━━ STORED DATA

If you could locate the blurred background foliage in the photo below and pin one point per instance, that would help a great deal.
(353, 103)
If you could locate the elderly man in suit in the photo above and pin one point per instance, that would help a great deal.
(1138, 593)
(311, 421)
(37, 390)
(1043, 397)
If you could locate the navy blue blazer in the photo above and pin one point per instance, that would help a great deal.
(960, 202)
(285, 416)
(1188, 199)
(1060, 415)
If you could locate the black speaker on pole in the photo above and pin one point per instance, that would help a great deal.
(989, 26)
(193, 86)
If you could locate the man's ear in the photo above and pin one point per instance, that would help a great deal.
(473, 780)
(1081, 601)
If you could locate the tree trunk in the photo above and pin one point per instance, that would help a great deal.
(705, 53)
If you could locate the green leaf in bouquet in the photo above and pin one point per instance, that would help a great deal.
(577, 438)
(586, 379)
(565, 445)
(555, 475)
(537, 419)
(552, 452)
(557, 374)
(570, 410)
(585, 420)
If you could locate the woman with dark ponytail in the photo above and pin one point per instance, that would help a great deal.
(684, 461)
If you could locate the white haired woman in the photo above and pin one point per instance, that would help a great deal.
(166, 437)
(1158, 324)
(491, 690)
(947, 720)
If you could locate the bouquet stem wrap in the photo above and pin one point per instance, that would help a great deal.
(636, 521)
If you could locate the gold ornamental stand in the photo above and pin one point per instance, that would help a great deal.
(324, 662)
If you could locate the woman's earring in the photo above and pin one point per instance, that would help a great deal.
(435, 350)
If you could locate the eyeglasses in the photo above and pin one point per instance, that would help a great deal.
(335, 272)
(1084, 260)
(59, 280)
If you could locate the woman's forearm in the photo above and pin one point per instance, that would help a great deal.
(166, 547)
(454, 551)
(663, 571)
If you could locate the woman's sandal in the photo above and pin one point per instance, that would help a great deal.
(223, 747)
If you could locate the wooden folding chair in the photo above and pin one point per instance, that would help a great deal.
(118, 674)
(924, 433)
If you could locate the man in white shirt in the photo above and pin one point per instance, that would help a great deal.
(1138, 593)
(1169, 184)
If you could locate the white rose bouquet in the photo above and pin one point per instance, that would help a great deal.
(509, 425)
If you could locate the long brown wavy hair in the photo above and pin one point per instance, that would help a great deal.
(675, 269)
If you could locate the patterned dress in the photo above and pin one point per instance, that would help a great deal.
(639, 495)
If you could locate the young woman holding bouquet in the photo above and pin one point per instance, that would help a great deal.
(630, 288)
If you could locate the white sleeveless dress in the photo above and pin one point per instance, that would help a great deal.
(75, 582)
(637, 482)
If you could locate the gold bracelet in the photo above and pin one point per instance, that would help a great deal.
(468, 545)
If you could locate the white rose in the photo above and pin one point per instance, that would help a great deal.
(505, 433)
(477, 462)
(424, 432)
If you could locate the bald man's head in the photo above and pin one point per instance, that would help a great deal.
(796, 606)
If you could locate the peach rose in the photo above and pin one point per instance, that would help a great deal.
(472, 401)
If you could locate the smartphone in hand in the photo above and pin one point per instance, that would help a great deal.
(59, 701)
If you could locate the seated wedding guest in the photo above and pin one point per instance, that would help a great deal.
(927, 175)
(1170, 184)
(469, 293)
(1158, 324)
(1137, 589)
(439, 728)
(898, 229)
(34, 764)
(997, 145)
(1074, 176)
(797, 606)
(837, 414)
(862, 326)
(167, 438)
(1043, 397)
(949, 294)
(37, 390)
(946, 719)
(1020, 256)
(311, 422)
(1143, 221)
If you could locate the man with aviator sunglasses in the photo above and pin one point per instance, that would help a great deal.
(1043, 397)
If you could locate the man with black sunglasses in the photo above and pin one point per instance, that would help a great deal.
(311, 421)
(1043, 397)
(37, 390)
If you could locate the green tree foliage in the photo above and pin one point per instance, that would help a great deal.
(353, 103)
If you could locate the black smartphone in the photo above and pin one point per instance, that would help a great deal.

━━━━

*ACTIVITY:*
Every entry above, from first to last, should be repeated exactly.

*ANSWER FOR THE TASK:*
If you could locate the blurred background foliage in the photo below and pin one point per instance, that would help a great deal.
(353, 103)
If you could locate the elderly man in suit in the photo above and pin one point per instance, that would help a great deal.
(1138, 593)
(311, 421)
(37, 390)
(1043, 397)
If you could locate the navy blue blazer in the photo above and pin one point per instance, that would help a great deal.
(960, 202)
(285, 416)
(1188, 199)
(1060, 415)
If you could locate the black speaker on pole in the photo above and pin one point per instance, that would help a great deal.
(989, 26)
(193, 86)
If you could locate the man's ear in the photo above and pin one point per instance, that would help a great deal.
(473, 780)
(1081, 601)
If you could locate the tree trunk in the photo above and pin one point per instance, that would help a great deal.
(705, 53)
If you could locate the green leaf in bouquet in the photo above and pin one point per instance, that would help a great deal.
(577, 438)
(586, 379)
(565, 445)
(555, 475)
(537, 419)
(552, 452)
(557, 374)
(570, 410)
(585, 420)
If you could locate the woman with dark ponytail in the photo above and pin one point per instance, that would help a great deal.
(684, 461)
If you could locate the white haired woman in the photo above and pin one point per instance, that would help a great deal.
(166, 437)
(1158, 324)
(491, 690)
(947, 720)
If you could locate the bouquet stem wrap in the photo above and pin one point per instance, that would help a great deal.
(636, 521)
If you could locate the gold ornamental stand in the photo above and pin one point per instance, that would help a great deal.
(324, 662)
If you could locate the woman's earring in the photo above and pin one point per instance, that would help a great deal.
(435, 350)
If you could locate the eyeglasses in the photo above and pin one point per instance, that would help a great deal.
(335, 272)
(1084, 260)
(59, 280)
If you could locate the woman's forearm in the photo above and pin one point per instance, that would help a great deal.
(166, 547)
(454, 551)
(663, 571)
If you could locate the woman's sandal in the photo above and pin one point per instance, that would help a great deal.
(223, 747)
If you could locate the wooden folding chair in the photo above and pin one point per instance, that would help a great deal.
(118, 674)
(924, 433)
If you could locate the man in white shirt in the photo above and pin one point per instance, that would help a great deal.
(1138, 593)
(1169, 184)
If you could locate the white rose bouquet in the photo above and pin one point per instance, that would help a great deal.
(509, 425)
If you could locate the long brown wavy hair in the photo above and pin one point per instance, that would help a great deal.
(675, 269)
If you could locate the patterned dress in the photo above and pin one point per instance, that would help a great deal.
(639, 495)
If you could locate the young woman holding bouquet in the photo above and pin one point per instance, that would help a great deal.
(630, 288)
If you could locate the white sleeveless dress in the photo above and pin one point per instance, that would help a great deal.
(75, 582)
(637, 482)
If you could locate the gold bracelet in the photo above and pin one point per instance, that would help a great deal.
(468, 545)
If you could locate the white rose in the photo above and pin one point per instance, that would help a great deal.
(505, 433)
(477, 462)
(424, 432)
If you could locate the bald man's head in the photo above and pin one point per instance, that would help a great deal.
(796, 606)
If you could locate the peach rose in the photo above and pin one point per instance, that would help a great deal.
(472, 401)
If you could locate the smartphone in hand in the photo above and pin one point per instance, that would help a great deal.
(59, 701)
If you could locate the seated wedding guest in the photo above and pin one point per instance, that would help a great deal.
(927, 175)
(1170, 184)
(469, 293)
(1158, 324)
(1137, 589)
(439, 728)
(898, 229)
(34, 764)
(997, 145)
(1074, 176)
(797, 606)
(837, 414)
(862, 326)
(167, 438)
(1043, 397)
(949, 294)
(37, 390)
(946, 719)
(1020, 256)
(311, 422)
(1143, 221)
If you could locate the man with aviator sunglasses in the photo above and pin one point per instance, that would help a great deal.
(1043, 397)
If you could locate the man with black sunglasses in the photo above and pin one point per instance, that would help a great deal.
(311, 421)
(1043, 397)
(37, 390)
If you could locate the green tree foliage in the photo above and pin one point per instance, that would help a great deal.
(353, 103)
If you could locate the black smartphone in the photo above and pin one point per instance, that would help a great deal.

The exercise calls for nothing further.